Required work:
Count how many lines in the records below contain the word "white", and give only that number.

Data shown:
##########
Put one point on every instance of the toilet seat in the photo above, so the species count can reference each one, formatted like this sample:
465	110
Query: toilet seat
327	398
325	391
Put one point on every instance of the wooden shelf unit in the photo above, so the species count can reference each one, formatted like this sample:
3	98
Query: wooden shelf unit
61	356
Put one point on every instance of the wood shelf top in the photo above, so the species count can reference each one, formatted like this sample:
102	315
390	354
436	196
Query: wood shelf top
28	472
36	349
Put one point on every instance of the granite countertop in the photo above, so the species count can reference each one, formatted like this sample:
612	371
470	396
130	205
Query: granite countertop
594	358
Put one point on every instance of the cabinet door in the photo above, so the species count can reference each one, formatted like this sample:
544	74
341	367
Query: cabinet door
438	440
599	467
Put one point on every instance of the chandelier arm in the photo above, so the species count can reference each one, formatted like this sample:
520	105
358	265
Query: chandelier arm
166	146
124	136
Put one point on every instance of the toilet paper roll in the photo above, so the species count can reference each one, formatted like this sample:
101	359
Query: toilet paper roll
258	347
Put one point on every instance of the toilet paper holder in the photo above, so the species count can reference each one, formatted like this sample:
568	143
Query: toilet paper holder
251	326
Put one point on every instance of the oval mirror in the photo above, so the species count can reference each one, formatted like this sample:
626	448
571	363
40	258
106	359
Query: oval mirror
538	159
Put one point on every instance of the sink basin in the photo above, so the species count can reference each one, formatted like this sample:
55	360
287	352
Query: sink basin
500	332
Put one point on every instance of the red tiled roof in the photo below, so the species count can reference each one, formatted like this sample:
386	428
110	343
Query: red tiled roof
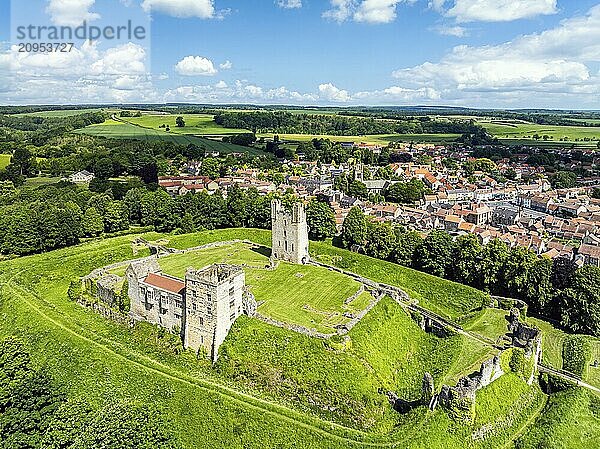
164	283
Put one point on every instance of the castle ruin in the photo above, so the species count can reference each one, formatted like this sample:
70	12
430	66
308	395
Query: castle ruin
290	233
201	308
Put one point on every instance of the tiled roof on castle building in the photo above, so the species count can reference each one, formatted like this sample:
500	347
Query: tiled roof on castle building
165	283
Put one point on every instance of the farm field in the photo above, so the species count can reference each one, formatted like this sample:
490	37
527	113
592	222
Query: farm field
62	113
196	124
117	130
381	139
275	388
4	160
309	296
518	131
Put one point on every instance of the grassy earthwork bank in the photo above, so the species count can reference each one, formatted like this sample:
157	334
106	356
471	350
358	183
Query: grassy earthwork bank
271	387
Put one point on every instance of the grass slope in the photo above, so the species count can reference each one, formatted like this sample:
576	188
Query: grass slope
119	130
443	297
309	296
571	420
99	359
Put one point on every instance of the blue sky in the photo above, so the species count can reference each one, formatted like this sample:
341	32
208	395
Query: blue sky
479	53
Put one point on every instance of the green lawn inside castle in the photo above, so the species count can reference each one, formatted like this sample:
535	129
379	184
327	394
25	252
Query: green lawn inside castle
309	296
272	386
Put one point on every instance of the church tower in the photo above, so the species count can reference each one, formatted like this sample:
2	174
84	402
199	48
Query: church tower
290	233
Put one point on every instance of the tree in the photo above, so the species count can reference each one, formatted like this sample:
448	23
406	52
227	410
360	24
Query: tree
433	256
93	225
158	210
528	277
465	259
127	425
406	245
321	220
115	217
381	240
580	303
187	224
22	161
236	207
28	398
354	228
491	266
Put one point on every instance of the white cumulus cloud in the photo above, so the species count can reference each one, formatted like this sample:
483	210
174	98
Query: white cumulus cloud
289	4
71	12
558	61
329	92
456	31
368	11
499	10
196	66
204	9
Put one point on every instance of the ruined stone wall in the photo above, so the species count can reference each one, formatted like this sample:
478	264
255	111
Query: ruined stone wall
290	233
214	300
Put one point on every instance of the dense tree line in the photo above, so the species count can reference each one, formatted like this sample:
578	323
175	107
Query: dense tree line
35	413
58	216
339	125
553	289
37	130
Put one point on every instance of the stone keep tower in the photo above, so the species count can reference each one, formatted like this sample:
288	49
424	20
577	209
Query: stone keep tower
213	302
290	233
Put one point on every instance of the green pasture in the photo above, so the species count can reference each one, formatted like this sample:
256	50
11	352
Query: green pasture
518	131
194	124
118	130
376	139
62	113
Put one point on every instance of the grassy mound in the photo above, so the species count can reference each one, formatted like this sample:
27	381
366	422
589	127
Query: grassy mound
444	297
570	420
98	359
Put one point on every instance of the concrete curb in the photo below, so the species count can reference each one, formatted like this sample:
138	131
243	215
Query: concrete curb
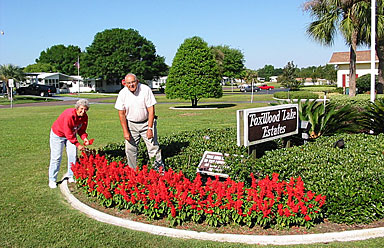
176	108
219	237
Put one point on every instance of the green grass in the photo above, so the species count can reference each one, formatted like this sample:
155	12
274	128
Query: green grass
25	99
228	98
32	215
89	95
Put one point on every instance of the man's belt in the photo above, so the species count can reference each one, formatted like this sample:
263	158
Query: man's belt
139	122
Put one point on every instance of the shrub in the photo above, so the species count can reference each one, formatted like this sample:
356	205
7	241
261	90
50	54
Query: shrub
352	178
363	83
373	117
295	95
358	102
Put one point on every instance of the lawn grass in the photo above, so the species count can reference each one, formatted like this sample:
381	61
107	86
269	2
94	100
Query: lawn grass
33	215
17	99
89	95
230	98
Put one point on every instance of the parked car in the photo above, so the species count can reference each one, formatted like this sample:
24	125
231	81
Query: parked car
266	87
249	89
37	90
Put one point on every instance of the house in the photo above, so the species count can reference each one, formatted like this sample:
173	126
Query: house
157	83
70	84
273	79
363	65
313	81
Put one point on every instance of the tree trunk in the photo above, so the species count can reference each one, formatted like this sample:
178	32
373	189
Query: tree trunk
380	54
352	65
8	90
194	102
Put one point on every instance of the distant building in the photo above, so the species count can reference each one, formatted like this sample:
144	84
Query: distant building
363	65
71	84
157	83
313	81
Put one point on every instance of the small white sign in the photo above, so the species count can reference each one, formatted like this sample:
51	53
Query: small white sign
11	83
212	164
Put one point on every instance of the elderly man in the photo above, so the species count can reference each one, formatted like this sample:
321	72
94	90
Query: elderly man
136	106
63	133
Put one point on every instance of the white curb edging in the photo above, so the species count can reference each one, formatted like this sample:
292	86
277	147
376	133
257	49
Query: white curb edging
236	238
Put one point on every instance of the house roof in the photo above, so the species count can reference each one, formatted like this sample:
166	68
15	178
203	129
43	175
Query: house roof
343	57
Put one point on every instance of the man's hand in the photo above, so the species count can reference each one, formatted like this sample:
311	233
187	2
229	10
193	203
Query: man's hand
149	133
81	147
127	136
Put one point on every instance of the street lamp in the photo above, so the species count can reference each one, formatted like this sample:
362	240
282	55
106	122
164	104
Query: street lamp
373	53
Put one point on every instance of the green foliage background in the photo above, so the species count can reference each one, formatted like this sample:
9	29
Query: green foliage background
194	73
117	52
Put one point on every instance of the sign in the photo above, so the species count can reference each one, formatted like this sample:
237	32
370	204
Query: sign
11	83
212	164
259	125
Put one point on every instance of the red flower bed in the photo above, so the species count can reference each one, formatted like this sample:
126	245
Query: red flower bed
268	202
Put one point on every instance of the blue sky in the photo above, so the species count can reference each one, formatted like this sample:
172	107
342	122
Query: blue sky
266	31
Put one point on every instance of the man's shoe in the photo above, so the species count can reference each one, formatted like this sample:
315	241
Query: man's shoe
52	184
70	179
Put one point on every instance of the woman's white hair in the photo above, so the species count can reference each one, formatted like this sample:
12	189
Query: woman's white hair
82	102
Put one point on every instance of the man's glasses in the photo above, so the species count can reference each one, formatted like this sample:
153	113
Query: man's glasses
132	82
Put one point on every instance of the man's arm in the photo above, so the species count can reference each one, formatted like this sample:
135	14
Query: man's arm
123	122
151	118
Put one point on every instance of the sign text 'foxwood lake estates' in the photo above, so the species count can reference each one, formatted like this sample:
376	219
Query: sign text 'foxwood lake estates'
263	124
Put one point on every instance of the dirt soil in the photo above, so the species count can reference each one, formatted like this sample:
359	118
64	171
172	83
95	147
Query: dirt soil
324	227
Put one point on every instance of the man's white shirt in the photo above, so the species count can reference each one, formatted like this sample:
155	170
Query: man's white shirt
135	104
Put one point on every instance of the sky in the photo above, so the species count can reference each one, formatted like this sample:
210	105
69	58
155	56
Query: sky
268	32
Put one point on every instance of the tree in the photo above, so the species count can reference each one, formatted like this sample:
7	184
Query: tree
230	61
349	16
61	58
194	73
40	67
288	79
10	71
266	72
380	43
116	52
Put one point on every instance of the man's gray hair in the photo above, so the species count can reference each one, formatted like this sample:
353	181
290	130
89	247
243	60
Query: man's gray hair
131	74
82	102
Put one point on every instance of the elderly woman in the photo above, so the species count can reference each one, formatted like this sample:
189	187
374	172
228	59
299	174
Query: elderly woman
63	133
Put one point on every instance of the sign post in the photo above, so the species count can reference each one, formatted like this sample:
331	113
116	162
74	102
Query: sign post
260	125
11	85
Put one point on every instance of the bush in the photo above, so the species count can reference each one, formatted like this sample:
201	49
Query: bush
296	95
359	102
352	178
363	83
268	202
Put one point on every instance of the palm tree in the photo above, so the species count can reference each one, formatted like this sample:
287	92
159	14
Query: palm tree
10	71
380	42
346	15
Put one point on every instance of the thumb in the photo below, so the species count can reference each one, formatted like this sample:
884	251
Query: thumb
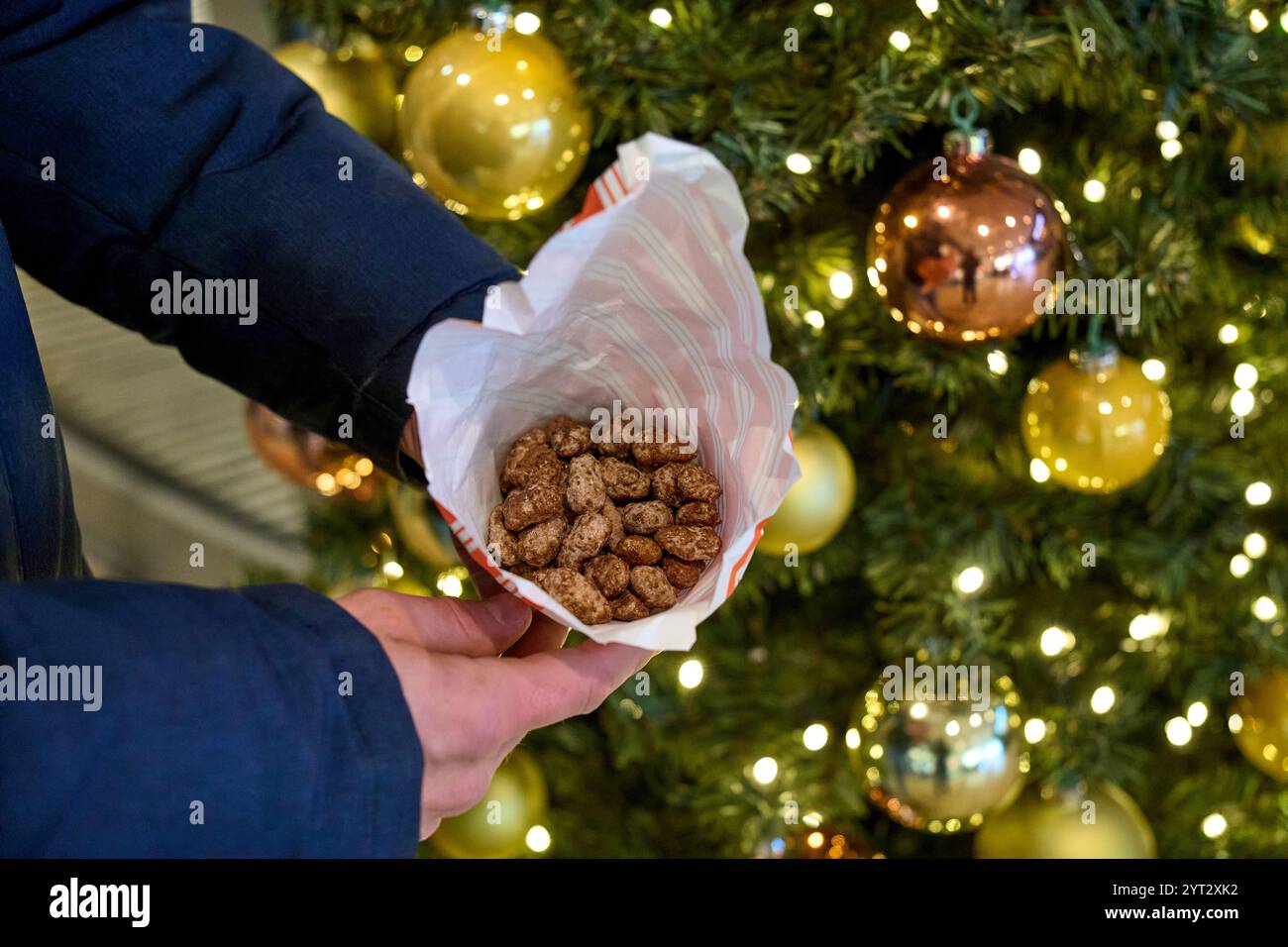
##########
Expected answer:
10